== INFORMATION ==
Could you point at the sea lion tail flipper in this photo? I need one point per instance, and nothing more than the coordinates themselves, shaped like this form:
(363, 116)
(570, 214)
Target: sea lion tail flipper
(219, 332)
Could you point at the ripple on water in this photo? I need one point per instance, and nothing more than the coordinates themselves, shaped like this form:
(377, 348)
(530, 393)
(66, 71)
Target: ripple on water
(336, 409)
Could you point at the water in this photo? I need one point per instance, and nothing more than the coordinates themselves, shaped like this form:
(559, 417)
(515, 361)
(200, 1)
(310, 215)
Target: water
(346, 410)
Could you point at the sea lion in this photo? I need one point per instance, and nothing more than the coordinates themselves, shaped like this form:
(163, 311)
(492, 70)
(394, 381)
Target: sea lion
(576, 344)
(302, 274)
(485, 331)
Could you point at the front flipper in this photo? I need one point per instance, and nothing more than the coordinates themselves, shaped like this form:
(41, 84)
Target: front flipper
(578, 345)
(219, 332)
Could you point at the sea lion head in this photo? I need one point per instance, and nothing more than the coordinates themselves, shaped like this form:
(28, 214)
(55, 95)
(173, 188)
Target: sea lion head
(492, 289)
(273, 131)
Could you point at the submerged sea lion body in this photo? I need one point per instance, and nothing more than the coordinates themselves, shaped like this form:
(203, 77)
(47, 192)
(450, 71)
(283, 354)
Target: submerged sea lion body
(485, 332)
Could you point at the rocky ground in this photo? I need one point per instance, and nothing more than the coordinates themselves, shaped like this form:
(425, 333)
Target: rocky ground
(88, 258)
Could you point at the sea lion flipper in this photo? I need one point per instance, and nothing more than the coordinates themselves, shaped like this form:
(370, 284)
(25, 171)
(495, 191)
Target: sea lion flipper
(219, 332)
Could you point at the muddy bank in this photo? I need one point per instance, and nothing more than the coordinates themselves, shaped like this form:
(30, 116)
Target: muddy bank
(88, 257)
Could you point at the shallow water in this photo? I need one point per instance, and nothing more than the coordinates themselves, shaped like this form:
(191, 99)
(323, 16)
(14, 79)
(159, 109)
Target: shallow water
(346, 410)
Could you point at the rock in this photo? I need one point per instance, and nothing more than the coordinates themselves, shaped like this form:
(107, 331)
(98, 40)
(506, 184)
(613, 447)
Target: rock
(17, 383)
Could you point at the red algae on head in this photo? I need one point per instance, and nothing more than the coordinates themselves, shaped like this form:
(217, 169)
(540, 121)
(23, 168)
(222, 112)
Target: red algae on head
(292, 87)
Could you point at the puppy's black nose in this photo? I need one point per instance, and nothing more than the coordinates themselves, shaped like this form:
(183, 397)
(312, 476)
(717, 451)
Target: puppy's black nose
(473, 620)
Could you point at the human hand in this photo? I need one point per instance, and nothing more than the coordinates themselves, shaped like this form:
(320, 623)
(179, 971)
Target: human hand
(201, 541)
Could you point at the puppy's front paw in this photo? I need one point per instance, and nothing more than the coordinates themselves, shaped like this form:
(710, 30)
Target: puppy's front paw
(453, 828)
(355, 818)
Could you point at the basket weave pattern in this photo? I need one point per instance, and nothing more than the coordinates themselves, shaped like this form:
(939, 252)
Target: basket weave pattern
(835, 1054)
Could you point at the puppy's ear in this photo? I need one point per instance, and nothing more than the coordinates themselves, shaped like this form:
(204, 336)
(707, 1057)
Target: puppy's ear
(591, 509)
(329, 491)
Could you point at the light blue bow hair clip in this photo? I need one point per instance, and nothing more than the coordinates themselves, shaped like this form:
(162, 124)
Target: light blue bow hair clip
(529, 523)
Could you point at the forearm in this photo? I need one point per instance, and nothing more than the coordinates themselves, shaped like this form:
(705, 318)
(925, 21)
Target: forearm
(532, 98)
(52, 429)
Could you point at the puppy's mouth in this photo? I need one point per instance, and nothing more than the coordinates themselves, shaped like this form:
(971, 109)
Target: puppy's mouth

== TASK ITEM ==
The whole listing above is to be restated word for word.

== ANSWER BOX ==
Could you point at the sea lion tail flipper in this photo? I need one point per instance, and nothing more than the coordinates themselves, shaped like this form:
(363, 116)
(570, 214)
Target: sea lion tail flipper
(219, 332)
Could you point at the ripple on water in this photo? I need one point per instance, and nothing more than the coordinates themselves, shaped like this form:
(377, 348)
(530, 393)
(66, 71)
Target: ripple on water
(336, 409)
Could you point at the water in this photo? I need one point per instance, and nothing more than the coordinates themselves, shaped like this form:
(559, 417)
(515, 361)
(200, 1)
(310, 215)
Target: water
(346, 410)
Could you point at the sea lion in this photo? I need one point per instance, and nothing more than the coordinates themselves, shaped like this form:
(163, 311)
(492, 70)
(394, 381)
Target: sea lion
(576, 344)
(302, 274)
(485, 331)
Could you point at the front flipper in this photo? I need one point per instance, and nothing more than the coordinates themselves, shaped like this form:
(41, 84)
Target: front flipper
(578, 345)
(219, 332)
Could you point at the sea lion head in this photo? I need one point per instance, and nothing more than the coordinates themselves, shaped like this form:
(28, 214)
(55, 95)
(173, 188)
Target: sea lion head
(492, 289)
(273, 131)
Could you point at the submerged sea lion body in this photo? I need one point per instance, and nothing more than the coordinates themselves, shaped like this form:
(203, 77)
(47, 192)
(450, 71)
(283, 354)
Target: submerged sea lion body
(485, 332)
Could you point at the rocky ground in this photo? I need one point per instance, and nothing more than the coordinates themselves, shaped like this form:
(425, 333)
Target: rocky ground
(88, 258)
Could you point at the sea lion flipper in this photo? I need one point per instance, and nothing more than the coordinates themselves, shaped like this form:
(370, 284)
(25, 171)
(495, 191)
Target: sea lion flipper
(219, 332)
Could you point at the muddy bank in this photo? I need one point per instance, and nothing more than the coordinates themselves, shaped like this form:
(30, 116)
Target: muddy bank
(88, 257)
Could you point at the shallow water in this photo? I need one point per instance, and nothing more than the coordinates themselves, shaped like this form:
(191, 99)
(323, 16)
(14, 79)
(159, 109)
Target: shallow water
(346, 410)
Could you point at the rock in this photo? I need one point per instance, and nothing more than the coordinates themselves, shaped like this form:
(107, 331)
(98, 40)
(506, 184)
(613, 447)
Target: rock
(17, 383)
Could you point at the red algae on head in this photo? I need one point per instance, and nothing more than the coordinates themselves, shaped like this form:
(217, 169)
(540, 121)
(23, 168)
(222, 112)
Target: red algae on head
(292, 87)
Could you point at the puppy's black nose in this photo? I need one point per instance, and nothing more than the coordinates themselves, shaped like this form:
(183, 397)
(312, 476)
(717, 451)
Target: puppy's black nose
(473, 620)
Could you point at the human hand in this photo? I need one point per instance, and nothing more than the coordinates themselves, shaped like this form:
(320, 623)
(179, 971)
Target: human hand
(201, 541)
Could you point at the puppy's front paw in this photo? I need one point per instance, and nothing more than the coordinates themselves, shaped like this form:
(710, 30)
Target: puppy's front paw
(453, 828)
(355, 818)
Could you point at the basket weave pattern in this photo? I need one point per instance, and nothing more than the coordinates themselves, shaped like this form:
(939, 252)
Target: basket weave pattern
(835, 1054)
Could you point at the puppy's ear in this photo? I need one point per instance, and nothing more than the coordinates themselves, shaped like this form:
(204, 336)
(707, 1057)
Target: puppy's ear
(591, 509)
(329, 491)
Could you point at the light blue bow hair clip in this photo? I need one point per instance, and nothing more than the coordinates themselves, shaped like this form:
(162, 124)
Target: light blue bow hair clip
(529, 523)
Could you point at the forearm in this photo? I need one point per instance, and nothing more than the coordinates themselves, shaped like this form:
(705, 318)
(925, 21)
Target: forearm
(532, 98)
(52, 429)
Could you point at the puppy's mouth in this photo? I need one point per instance, and nothing more than the coordinates themselves, shaped like this form:
(971, 109)
Target: puppy's mouth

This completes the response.